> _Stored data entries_

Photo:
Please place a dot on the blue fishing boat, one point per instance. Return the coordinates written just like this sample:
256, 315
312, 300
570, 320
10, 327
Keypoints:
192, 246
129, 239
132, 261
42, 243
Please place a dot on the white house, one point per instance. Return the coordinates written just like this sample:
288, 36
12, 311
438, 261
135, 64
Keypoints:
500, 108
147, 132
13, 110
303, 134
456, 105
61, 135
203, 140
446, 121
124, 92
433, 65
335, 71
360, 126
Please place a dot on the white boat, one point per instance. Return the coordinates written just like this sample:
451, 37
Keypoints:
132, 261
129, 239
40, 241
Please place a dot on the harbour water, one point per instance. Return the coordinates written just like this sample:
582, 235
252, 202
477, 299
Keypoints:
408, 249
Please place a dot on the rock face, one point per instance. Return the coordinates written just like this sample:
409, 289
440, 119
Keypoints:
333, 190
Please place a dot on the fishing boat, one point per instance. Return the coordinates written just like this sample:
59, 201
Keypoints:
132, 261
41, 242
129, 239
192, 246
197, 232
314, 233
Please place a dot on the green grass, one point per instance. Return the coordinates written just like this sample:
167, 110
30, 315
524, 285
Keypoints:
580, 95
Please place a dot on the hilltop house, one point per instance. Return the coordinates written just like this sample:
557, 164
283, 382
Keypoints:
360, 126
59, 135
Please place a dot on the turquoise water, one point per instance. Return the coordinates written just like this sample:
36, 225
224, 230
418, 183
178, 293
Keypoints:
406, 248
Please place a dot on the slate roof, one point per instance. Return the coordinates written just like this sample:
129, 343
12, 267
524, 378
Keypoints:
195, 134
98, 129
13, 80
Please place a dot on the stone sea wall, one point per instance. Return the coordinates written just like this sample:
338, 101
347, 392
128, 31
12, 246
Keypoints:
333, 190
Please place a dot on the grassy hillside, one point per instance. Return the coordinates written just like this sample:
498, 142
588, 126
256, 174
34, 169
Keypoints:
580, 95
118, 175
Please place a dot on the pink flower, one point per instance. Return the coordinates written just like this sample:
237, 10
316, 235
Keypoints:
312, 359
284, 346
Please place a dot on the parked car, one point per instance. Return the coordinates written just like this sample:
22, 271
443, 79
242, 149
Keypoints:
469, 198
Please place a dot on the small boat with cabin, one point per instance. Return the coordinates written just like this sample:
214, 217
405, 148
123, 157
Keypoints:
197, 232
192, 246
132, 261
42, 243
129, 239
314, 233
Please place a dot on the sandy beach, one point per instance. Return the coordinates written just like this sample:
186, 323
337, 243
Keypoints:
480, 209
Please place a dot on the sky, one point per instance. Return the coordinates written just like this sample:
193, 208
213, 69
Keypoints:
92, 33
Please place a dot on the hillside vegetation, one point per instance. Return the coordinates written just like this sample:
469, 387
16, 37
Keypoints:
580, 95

--

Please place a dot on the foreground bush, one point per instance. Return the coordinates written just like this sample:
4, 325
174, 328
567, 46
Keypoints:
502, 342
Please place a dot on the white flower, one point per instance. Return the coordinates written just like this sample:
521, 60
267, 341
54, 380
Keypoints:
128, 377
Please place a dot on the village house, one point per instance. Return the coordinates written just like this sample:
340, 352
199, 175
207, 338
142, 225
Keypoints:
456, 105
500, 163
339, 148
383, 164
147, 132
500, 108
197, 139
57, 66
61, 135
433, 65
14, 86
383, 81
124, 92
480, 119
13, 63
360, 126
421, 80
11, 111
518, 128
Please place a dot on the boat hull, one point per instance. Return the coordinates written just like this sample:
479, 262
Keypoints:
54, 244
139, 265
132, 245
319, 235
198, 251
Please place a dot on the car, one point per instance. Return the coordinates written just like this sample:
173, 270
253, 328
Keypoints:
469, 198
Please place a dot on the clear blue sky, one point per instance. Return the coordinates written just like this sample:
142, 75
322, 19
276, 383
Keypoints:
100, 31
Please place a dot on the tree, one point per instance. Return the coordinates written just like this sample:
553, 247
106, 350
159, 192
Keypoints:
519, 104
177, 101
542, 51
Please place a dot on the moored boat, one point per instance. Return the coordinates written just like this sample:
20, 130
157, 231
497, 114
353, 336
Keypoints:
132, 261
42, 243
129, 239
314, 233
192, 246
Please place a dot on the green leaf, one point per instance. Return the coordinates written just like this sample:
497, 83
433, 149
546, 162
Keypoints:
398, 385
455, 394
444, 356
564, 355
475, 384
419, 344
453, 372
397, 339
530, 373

> _Work instruction_
Find the word "green" in the entries above and gather every line that holds it.

> _Result_
Please place a dot on the green grass, one point per instance. Return the coordinates written just like this sample:
Please place a dot on the green leaf, one point per instance. Return the coordinates written just like this sample:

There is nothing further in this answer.